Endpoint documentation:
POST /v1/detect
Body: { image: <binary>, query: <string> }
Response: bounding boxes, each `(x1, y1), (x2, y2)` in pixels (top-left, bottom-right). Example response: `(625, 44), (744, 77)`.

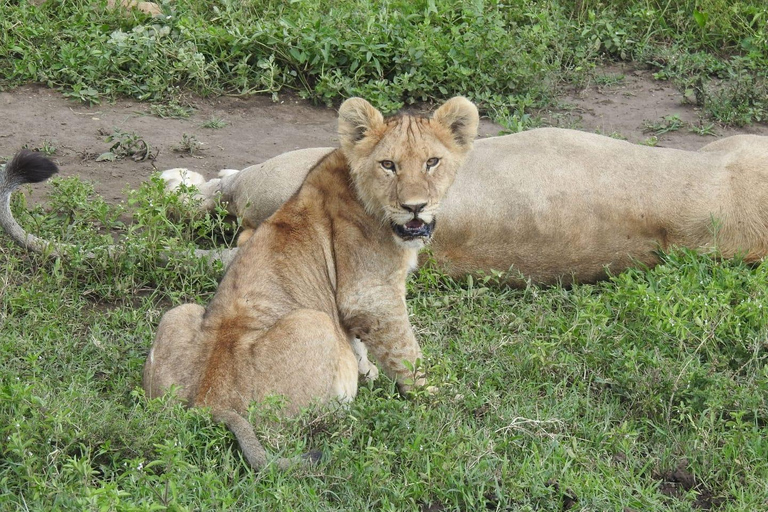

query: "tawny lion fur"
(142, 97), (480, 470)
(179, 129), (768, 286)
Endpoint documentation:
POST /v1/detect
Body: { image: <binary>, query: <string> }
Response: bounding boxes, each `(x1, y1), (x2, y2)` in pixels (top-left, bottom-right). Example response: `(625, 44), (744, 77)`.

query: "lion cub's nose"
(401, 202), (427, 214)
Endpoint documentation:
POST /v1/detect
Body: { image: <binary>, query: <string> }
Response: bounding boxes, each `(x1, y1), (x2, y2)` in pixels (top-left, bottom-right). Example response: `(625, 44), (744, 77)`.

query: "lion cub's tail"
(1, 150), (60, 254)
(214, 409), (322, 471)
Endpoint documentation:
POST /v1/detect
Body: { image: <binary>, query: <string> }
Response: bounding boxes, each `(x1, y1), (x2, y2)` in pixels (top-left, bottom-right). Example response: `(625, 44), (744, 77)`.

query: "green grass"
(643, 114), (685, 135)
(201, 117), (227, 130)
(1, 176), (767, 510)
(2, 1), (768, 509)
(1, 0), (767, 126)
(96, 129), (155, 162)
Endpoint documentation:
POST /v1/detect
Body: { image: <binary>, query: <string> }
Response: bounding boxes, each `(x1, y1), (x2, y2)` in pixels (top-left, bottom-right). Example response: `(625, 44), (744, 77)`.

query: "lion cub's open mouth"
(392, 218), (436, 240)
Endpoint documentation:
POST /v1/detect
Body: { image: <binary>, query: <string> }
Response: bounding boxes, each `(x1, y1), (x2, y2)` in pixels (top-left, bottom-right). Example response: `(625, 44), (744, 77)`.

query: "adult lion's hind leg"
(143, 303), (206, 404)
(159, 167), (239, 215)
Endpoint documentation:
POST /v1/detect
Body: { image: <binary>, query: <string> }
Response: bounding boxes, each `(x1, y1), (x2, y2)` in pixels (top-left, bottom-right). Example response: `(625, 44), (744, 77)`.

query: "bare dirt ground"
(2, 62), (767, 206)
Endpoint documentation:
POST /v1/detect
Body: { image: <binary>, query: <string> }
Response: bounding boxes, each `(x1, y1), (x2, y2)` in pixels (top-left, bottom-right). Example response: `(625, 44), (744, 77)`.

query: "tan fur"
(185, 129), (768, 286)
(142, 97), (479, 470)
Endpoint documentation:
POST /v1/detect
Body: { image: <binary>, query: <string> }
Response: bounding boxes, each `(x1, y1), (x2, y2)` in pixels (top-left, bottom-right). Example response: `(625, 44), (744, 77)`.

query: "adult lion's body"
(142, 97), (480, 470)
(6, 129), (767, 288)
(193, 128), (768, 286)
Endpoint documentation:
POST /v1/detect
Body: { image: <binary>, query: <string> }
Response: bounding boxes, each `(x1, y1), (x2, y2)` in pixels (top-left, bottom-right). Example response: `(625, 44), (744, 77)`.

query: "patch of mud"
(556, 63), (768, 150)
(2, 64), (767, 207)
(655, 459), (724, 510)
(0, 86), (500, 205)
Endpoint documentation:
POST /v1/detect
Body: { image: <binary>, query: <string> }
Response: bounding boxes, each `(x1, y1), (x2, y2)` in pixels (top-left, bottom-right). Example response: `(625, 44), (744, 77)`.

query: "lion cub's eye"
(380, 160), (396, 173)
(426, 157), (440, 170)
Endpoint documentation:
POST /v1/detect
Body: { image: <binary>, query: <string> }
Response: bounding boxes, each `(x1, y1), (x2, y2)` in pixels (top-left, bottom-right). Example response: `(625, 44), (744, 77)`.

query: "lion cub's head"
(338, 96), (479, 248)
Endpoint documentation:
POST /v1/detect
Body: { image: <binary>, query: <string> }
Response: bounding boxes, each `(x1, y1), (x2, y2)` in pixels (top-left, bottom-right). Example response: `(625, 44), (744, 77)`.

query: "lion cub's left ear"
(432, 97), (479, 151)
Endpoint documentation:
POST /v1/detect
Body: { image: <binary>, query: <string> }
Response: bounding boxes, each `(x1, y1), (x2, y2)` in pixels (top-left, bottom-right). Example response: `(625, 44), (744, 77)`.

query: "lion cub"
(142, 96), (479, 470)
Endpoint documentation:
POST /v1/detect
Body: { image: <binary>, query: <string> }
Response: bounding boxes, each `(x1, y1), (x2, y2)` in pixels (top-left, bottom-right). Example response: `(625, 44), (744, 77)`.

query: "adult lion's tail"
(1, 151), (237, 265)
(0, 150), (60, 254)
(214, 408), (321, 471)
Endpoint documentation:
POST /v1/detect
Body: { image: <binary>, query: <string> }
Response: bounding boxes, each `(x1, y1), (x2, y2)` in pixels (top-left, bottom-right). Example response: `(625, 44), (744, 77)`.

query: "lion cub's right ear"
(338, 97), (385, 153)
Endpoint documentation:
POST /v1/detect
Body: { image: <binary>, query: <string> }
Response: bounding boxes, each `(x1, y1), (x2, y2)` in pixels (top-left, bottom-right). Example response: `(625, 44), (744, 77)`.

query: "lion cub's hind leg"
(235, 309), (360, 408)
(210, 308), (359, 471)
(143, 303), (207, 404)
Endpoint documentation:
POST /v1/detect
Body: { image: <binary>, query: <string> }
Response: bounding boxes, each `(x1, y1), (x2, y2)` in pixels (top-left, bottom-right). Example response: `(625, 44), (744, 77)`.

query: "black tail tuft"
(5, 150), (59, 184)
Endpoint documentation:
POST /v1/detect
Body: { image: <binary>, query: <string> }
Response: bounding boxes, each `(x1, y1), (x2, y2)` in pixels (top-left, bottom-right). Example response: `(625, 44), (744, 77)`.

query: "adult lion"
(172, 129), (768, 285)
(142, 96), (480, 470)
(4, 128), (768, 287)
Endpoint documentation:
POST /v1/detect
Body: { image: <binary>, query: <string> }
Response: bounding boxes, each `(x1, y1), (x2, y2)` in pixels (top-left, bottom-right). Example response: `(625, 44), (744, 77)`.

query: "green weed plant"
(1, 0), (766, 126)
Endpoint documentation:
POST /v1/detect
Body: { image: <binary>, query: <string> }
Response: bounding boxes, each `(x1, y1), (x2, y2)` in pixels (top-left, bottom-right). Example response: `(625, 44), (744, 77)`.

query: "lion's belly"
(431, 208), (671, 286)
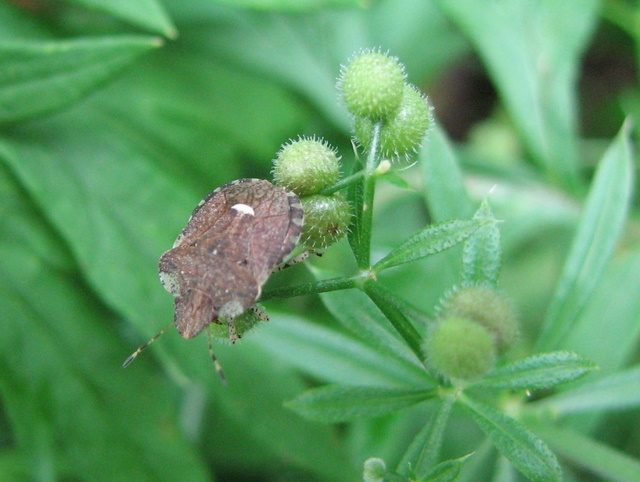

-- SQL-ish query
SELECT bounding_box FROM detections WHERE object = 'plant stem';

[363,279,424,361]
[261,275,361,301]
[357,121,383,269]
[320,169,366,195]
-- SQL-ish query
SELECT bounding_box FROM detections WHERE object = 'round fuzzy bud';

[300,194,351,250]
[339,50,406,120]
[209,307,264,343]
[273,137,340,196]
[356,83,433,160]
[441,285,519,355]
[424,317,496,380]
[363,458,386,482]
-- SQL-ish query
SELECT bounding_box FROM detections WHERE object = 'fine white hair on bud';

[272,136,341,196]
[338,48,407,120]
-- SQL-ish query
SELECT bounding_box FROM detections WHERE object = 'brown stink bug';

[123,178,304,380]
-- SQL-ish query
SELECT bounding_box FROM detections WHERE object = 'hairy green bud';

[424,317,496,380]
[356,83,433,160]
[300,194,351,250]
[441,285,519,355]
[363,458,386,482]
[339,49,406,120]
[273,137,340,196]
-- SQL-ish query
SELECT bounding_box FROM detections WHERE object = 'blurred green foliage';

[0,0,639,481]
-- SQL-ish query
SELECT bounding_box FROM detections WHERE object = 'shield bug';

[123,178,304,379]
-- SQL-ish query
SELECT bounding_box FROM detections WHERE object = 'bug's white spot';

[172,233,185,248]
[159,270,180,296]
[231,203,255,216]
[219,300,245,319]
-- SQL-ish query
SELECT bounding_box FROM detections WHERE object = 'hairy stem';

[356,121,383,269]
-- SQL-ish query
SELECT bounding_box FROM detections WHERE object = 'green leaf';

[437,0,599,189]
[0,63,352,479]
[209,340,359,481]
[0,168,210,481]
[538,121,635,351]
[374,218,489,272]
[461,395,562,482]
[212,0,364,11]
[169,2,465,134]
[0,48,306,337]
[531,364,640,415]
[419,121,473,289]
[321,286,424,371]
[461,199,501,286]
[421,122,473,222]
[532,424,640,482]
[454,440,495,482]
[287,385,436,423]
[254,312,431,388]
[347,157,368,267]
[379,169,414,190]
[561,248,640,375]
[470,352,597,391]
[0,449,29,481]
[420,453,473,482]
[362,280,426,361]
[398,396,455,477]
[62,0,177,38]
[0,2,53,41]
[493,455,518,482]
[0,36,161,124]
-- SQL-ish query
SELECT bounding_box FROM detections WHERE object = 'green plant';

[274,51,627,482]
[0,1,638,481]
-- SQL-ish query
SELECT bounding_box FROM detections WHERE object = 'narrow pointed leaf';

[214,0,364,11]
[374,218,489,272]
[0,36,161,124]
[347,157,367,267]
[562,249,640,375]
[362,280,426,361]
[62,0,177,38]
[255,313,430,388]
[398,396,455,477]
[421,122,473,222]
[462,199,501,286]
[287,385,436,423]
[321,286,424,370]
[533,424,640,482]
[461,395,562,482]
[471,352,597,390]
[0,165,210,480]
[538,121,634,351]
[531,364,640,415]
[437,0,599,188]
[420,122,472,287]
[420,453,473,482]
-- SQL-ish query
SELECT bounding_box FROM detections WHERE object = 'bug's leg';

= = = = = = =

* **Problem details**
Retype the lines from the one containing "SELECT bounding_box FROM detections WHERE object = 'narrow" to the last line above. Change nothing and include no others.

* **Response**
SELECT bounding_box FROM detections WHERE object = 'narrow pointed leaf';

[214,0,364,11]
[374,218,489,272]
[0,36,161,124]
[347,157,367,267]
[562,249,640,375]
[362,280,426,361]
[62,0,177,38]
[255,313,430,388]
[398,396,455,477]
[421,122,473,222]
[462,199,501,286]
[287,385,436,423]
[321,286,424,370]
[533,424,640,482]
[461,395,562,482]
[471,352,597,390]
[0,165,210,480]
[538,121,634,351]
[531,364,640,415]
[437,0,599,188]
[420,122,472,287]
[420,453,473,482]
-- SQL-ish query
SELECT bounding_box FROM detections WHERE object = 'bug's leg';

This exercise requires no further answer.